EXERCISE PROMPT: Which lines in the data below contain the string "ceiling"? Return each of those lines in full.

Records from a collection:
________________________________________

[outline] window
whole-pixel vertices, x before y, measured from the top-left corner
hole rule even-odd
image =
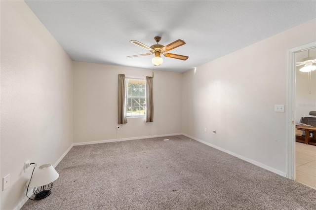
[[[146,80],[127,78],[126,79],[126,117],[145,117],[146,110]]]

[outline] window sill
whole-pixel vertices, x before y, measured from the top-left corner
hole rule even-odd
[[[127,118],[144,118],[145,116],[126,116]]]

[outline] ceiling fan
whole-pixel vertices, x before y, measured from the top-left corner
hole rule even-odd
[[[307,58],[304,58],[301,62],[296,63],[296,66],[304,65],[304,66],[300,69],[300,71],[310,72],[312,70],[316,70],[316,57],[310,57],[310,51],[308,51],[308,55]]]
[[[136,40],[131,40],[130,41],[129,41],[133,44],[142,47],[143,48],[146,49],[146,50],[149,50],[150,51],[150,53],[131,55],[130,56],[127,56],[127,58],[133,58],[134,57],[151,55],[155,54],[155,57],[154,57],[153,59],[152,59],[152,62],[153,62],[153,64],[155,65],[155,66],[159,66],[162,63],[162,62],[163,61],[162,60],[162,59],[160,57],[160,54],[162,54],[165,57],[182,60],[183,61],[185,61],[189,58],[188,56],[186,56],[185,55],[167,53],[167,52],[169,50],[185,44],[186,42],[185,42],[183,40],[178,39],[176,41],[174,41],[173,42],[170,43],[167,45],[163,46],[161,44],[158,44],[159,41],[161,39],[161,37],[155,36],[154,39],[156,41],[156,42],[157,42],[157,43],[156,44],[152,45],[150,47]]]

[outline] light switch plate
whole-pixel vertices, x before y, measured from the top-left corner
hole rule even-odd
[[[277,112],[284,112],[285,111],[284,109],[284,105],[275,105],[275,111]]]

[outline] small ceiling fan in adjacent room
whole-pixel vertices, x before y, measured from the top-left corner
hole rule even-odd
[[[310,72],[312,70],[316,70],[316,57],[310,57],[309,50],[308,51],[307,58],[303,59],[300,62],[296,63],[297,67],[302,65],[304,65],[304,66],[300,69],[300,71]]]
[[[163,61],[160,57],[160,54],[162,54],[165,57],[167,57],[171,58],[176,58],[177,59],[182,60],[183,61],[185,61],[189,58],[188,56],[186,56],[185,55],[167,53],[167,52],[169,51],[169,50],[185,44],[186,42],[185,42],[183,40],[178,39],[176,41],[170,43],[170,44],[166,46],[163,46],[161,44],[158,44],[159,41],[161,39],[161,37],[155,36],[154,38],[157,43],[156,44],[152,45],[150,47],[136,40],[131,40],[130,41],[129,41],[133,44],[142,47],[143,48],[146,49],[146,50],[149,50],[150,51],[150,53],[142,54],[140,55],[131,55],[130,56],[127,56],[127,57],[133,58],[134,57],[151,55],[155,54],[155,57],[154,57],[153,59],[152,59],[152,62],[153,62],[153,64],[155,65],[155,66],[159,66],[162,63],[162,62]]]

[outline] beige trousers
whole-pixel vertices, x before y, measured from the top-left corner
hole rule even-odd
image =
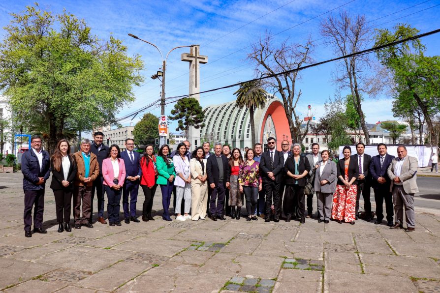
[[[208,204],[208,180],[203,183],[192,180],[191,182],[191,194],[192,202],[191,219],[195,220],[200,218],[205,218]]]

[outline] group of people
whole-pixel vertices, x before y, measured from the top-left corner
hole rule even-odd
[[[373,158],[364,153],[362,143],[356,145],[357,154],[352,155],[350,147],[346,146],[344,157],[337,165],[329,159],[328,150],[319,152],[318,144],[313,144],[311,153],[302,156],[300,145],[291,146],[286,140],[281,143],[282,150],[277,150],[273,137],[268,139],[266,151],[257,143],[244,156],[240,149],[231,150],[229,146],[220,143],[214,145],[214,152],[211,152],[207,142],[190,153],[188,141],[173,151],[164,145],[156,155],[153,146],[149,145],[140,154],[134,151],[131,139],[126,140],[126,149],[121,151],[117,145],[108,147],[103,144],[102,132],[95,132],[93,144],[83,139],[80,150],[71,154],[69,142],[61,140],[50,157],[41,149],[41,137],[31,138],[31,149],[22,159],[26,237],[32,236],[34,206],[33,232],[47,233],[42,227],[44,197],[51,171],[53,176],[50,188],[55,199],[60,233],[71,231],[72,198],[74,228],[93,227],[95,194],[97,222],[107,224],[104,218],[106,194],[110,226],[121,225],[121,198],[125,223],[140,222],[136,216],[139,185],[145,196],[142,215],[144,222],[154,220],[152,209],[158,185],[162,217],[165,221],[172,221],[169,209],[174,194],[174,210],[178,221],[203,220],[207,215],[213,221],[225,220],[225,215],[240,219],[241,207],[246,204],[248,221],[256,221],[259,216],[266,222],[278,222],[280,218],[289,222],[293,218],[305,223],[306,218],[313,217],[315,192],[318,222],[334,220],[351,224],[357,219],[361,194],[365,203],[363,217],[373,221],[370,200],[372,186],[377,206],[375,223],[382,222],[384,199],[390,228],[402,227],[405,206],[407,230],[414,229],[413,198],[417,192],[417,162],[408,155],[403,146],[398,148],[398,158],[387,154],[383,144],[378,145],[379,154]]]

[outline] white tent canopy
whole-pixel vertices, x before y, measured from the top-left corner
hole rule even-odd
[[[397,146],[387,146],[387,152],[395,157],[397,156]],[[339,147],[339,158],[343,158],[342,150],[344,146]],[[418,161],[419,168],[431,165],[431,157],[433,155],[433,151],[431,146],[405,146],[408,150],[408,155],[414,157]],[[350,146],[351,148],[351,154],[356,153],[356,146]],[[365,153],[373,157],[378,154],[377,146],[366,146]]]

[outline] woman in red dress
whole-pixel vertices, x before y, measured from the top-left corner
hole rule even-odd
[[[348,146],[343,150],[344,159],[338,162],[338,183],[333,195],[332,219],[340,224],[343,221],[354,225],[356,213],[356,178],[359,176],[357,165],[350,160],[351,148]]]

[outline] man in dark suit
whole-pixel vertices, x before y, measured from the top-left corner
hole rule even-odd
[[[260,170],[263,178],[263,186],[266,193],[266,218],[270,221],[271,205],[273,200],[274,222],[280,222],[280,185],[284,171],[284,156],[276,149],[276,141],[273,137],[267,139],[269,149],[263,153],[260,160]]]
[[[385,209],[386,211],[387,225],[393,225],[393,216],[394,214],[393,206],[393,197],[390,192],[391,180],[388,176],[387,170],[395,157],[386,153],[386,145],[377,145],[379,154],[375,156],[370,162],[370,174],[372,176],[372,185],[375,192],[375,201],[376,203],[376,225],[382,223],[383,219],[383,200],[385,200]]]
[[[90,218],[89,219],[89,223],[92,224],[93,222],[93,199],[94,198],[95,191],[96,192],[96,197],[98,199],[98,219],[97,221],[101,224],[106,224],[107,222],[104,219],[104,194],[105,191],[103,184],[104,183],[104,177],[102,177],[102,161],[107,158],[108,153],[109,147],[102,143],[104,140],[104,134],[100,131],[96,131],[93,135],[94,143],[90,146],[90,152],[94,154],[96,156],[98,160],[98,165],[99,166],[99,175],[98,177],[93,181],[93,185],[92,187],[92,199],[90,202]]]
[[[35,205],[33,215],[33,232],[45,234],[47,231],[42,227],[44,210],[44,188],[46,181],[50,176],[50,158],[45,150],[41,149],[41,138],[32,135],[31,148],[23,154],[21,159],[21,171],[23,175],[23,191],[25,192],[25,236],[32,237],[32,207]]]
[[[370,200],[370,191],[371,186],[371,180],[370,176],[370,162],[371,156],[364,153],[365,150],[365,145],[363,143],[358,143],[356,145],[356,150],[357,153],[352,155],[351,159],[357,164],[357,170],[359,171],[359,176],[356,180],[357,186],[357,194],[356,196],[356,218],[357,219],[359,211],[361,193],[364,198],[364,210],[365,211],[365,221],[373,222],[371,216],[371,202]]]
[[[224,205],[225,188],[229,187],[231,170],[227,159],[221,154],[222,150],[221,144],[216,143],[214,146],[214,155],[210,156],[206,162],[208,182],[212,190],[209,210],[213,221],[217,221],[217,219],[226,220],[223,215],[223,207]]]
[[[136,204],[139,184],[142,175],[141,169],[141,156],[137,151],[133,151],[134,141],[131,138],[126,140],[126,150],[121,153],[121,158],[124,160],[126,166],[126,180],[123,190],[122,206],[126,224],[130,224],[130,220],[135,223],[140,222],[136,217]],[[128,197],[130,204],[128,205]]]
[[[281,150],[284,159],[284,164],[285,164],[286,161],[288,158],[292,156],[292,152],[290,151],[290,144],[288,141],[283,141],[281,142]],[[280,183],[280,205],[278,209],[278,214],[281,218],[285,218],[287,216],[283,214],[283,197],[284,194],[284,189],[285,187],[285,179],[286,179],[286,175],[283,172],[281,172],[280,175],[282,176],[281,183]]]

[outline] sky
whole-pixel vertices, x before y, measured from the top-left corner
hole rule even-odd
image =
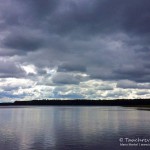
[[[1,0],[0,102],[150,97],[149,0]]]

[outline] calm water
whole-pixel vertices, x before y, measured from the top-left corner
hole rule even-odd
[[[0,150],[150,149],[150,111],[123,107],[0,107]],[[150,143],[150,142],[149,142]]]

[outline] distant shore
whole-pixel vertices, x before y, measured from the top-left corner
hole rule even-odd
[[[0,103],[0,106],[128,106],[150,107],[150,99],[116,99],[116,100],[31,100]]]

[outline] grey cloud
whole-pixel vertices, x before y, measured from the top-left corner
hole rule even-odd
[[[11,61],[0,60],[0,78],[20,78],[25,77],[25,75],[25,71],[21,68],[20,65]]]
[[[137,83],[129,80],[122,80],[117,82],[118,88],[123,89],[150,89],[149,83]]]
[[[8,35],[3,40],[3,46],[18,51],[34,51],[42,46],[42,39],[26,35],[23,32],[25,31],[22,31],[22,34],[12,33]]]
[[[52,81],[55,84],[79,84],[86,79],[87,77],[68,73],[57,73],[52,77]]]
[[[86,72],[86,67],[80,64],[62,64],[58,66],[58,72]]]
[[[140,91],[140,92],[136,92],[137,95],[147,95],[150,94],[150,92],[147,91]]]

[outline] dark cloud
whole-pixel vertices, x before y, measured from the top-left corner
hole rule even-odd
[[[58,72],[86,72],[86,67],[80,64],[62,64],[58,66]]]
[[[85,80],[87,80],[87,77],[68,73],[57,73],[52,77],[52,81],[55,84],[79,84]]]
[[[136,83],[150,82],[149,7],[149,0],[2,0],[0,57],[14,62],[0,62],[0,77],[23,77],[21,65],[33,64],[35,79],[54,85],[124,80],[118,88],[146,89]]]
[[[0,78],[22,78],[25,76],[26,73],[20,65],[0,60]]]
[[[28,52],[40,48],[42,46],[42,39],[23,33],[20,35],[18,33],[13,33],[3,40],[3,45],[6,48]]]

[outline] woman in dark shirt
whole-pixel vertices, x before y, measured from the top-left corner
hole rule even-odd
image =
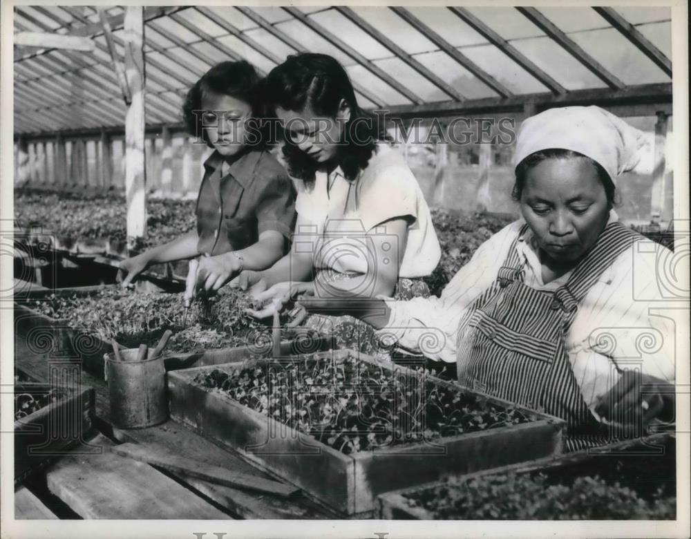
[[[183,106],[189,132],[215,151],[204,163],[197,227],[120,263],[126,286],[153,264],[205,255],[198,286],[218,290],[243,269],[263,270],[284,254],[295,219],[295,189],[266,148],[259,77],[246,62],[211,68]]]

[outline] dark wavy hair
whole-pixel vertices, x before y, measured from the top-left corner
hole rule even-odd
[[[300,112],[309,105],[316,114],[335,117],[341,100],[345,100],[350,108],[350,119],[344,126],[341,141],[344,144],[339,147],[336,158],[350,181],[354,180],[367,167],[377,142],[387,140],[377,117],[358,105],[346,70],[327,55],[303,53],[289,56],[267,76],[265,91],[267,108],[274,113],[277,106]],[[314,181],[319,164],[290,137],[284,135],[283,138],[283,155],[290,174]]]
[[[542,161],[548,159],[569,159],[573,158],[583,158],[590,162],[595,170],[597,171],[598,178],[602,182],[605,188],[605,194],[607,196],[607,205],[611,209],[617,203],[616,188],[614,182],[609,178],[609,174],[603,168],[603,166],[596,161],[594,161],[587,155],[579,153],[573,150],[565,150],[562,148],[549,148],[546,150],[540,150],[534,153],[531,153],[528,157],[518,163],[515,168],[515,183],[513,184],[513,190],[511,191],[511,198],[518,202],[523,194],[523,188],[525,187],[526,175],[528,170],[536,166]]]
[[[262,80],[254,67],[248,62],[222,62],[217,64],[196,82],[185,97],[182,104],[182,118],[187,132],[200,138],[212,147],[202,129],[200,114],[195,111],[202,108],[202,98],[207,93],[222,94],[249,103],[252,116],[249,120],[248,129],[254,132],[248,145],[264,146],[269,140],[265,133],[266,108],[263,100]]]

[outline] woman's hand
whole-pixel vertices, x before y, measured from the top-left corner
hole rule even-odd
[[[278,283],[255,297],[261,303],[266,303],[266,306],[260,310],[248,309],[247,313],[255,318],[266,318],[273,316],[276,312],[281,312],[289,303],[296,299],[305,296],[313,296],[314,294],[314,283]],[[288,327],[293,327],[300,323],[307,313],[300,317],[299,320],[292,320],[288,323]]]
[[[141,253],[136,256],[125,258],[118,265],[116,279],[123,287],[130,285],[132,280],[149,267],[151,263],[148,252]],[[123,276],[124,278],[123,278]]]
[[[674,386],[636,370],[624,370],[595,407],[595,413],[607,422],[630,430],[654,419],[672,421],[674,410]]]
[[[241,265],[240,258],[232,252],[202,256],[197,270],[197,287],[207,292],[218,290],[237,274]]]
[[[255,299],[258,294],[269,287],[262,272],[255,272],[252,270],[245,270],[240,272],[240,275],[230,281],[228,285],[247,291]]]

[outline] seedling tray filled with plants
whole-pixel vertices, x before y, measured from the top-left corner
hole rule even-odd
[[[675,437],[646,439],[383,494],[400,520],[674,520]]]
[[[263,357],[272,350],[272,328],[248,316],[249,296],[224,288],[193,303],[187,315],[182,293],[142,293],[119,286],[86,293],[46,295],[15,308],[15,331],[30,350],[43,344],[45,353],[81,358],[84,368],[102,377],[104,355],[112,342],[122,348],[155,347],[167,330],[167,368],[227,363]],[[281,353],[323,350],[328,342],[314,332],[286,330]]]
[[[15,384],[15,484],[85,439],[93,409],[94,392],[88,386]]]
[[[563,422],[352,350],[168,375],[171,417],[348,516],[560,451]]]

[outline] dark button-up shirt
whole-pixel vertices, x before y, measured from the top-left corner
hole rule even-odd
[[[214,152],[204,169],[196,209],[200,253],[244,249],[266,230],[290,238],[295,222],[295,188],[269,151],[249,151],[229,164]]]

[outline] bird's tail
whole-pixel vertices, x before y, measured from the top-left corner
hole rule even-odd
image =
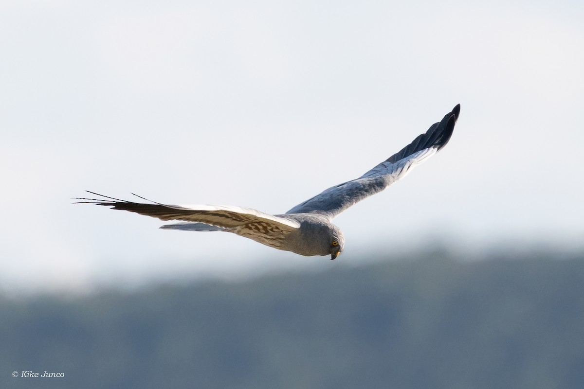
[[[166,224],[161,226],[165,230],[182,230],[183,231],[227,231],[224,228],[215,227],[204,223],[193,223],[186,222]]]

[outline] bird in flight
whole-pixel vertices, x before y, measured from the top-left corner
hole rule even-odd
[[[76,197],[75,204],[110,206],[168,220],[182,220],[160,228],[186,231],[225,231],[279,250],[307,257],[331,255],[343,251],[345,238],[333,218],[364,198],[383,191],[443,148],[450,139],[460,104],[425,133],[361,177],[329,188],[286,213],[270,215],[251,208],[223,205],[172,205],[134,202],[89,193],[103,199]]]

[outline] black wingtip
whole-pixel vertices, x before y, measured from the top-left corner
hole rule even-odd
[[[451,113],[454,116],[456,117],[456,120],[458,120],[458,116],[460,115],[460,104],[457,104],[452,108],[452,112]]]

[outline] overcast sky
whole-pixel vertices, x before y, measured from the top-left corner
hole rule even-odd
[[[339,261],[443,240],[582,245],[576,1],[0,3],[0,289],[328,268],[231,234],[71,205],[286,212],[454,106],[448,146],[346,211]],[[335,261],[336,262],[336,261]]]

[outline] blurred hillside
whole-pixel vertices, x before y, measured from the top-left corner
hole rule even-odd
[[[0,387],[583,387],[584,253],[512,257],[4,298]]]

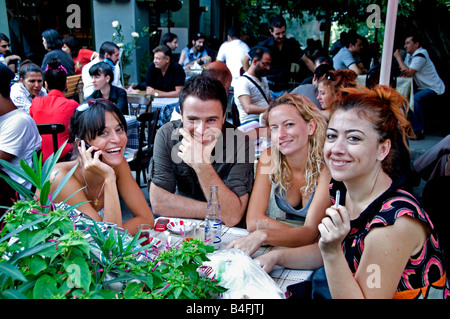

________________________________________

RESPONSE TO THIS TASK:
[outline] ceiling fan
[outline] small ceiling fan in adjacent room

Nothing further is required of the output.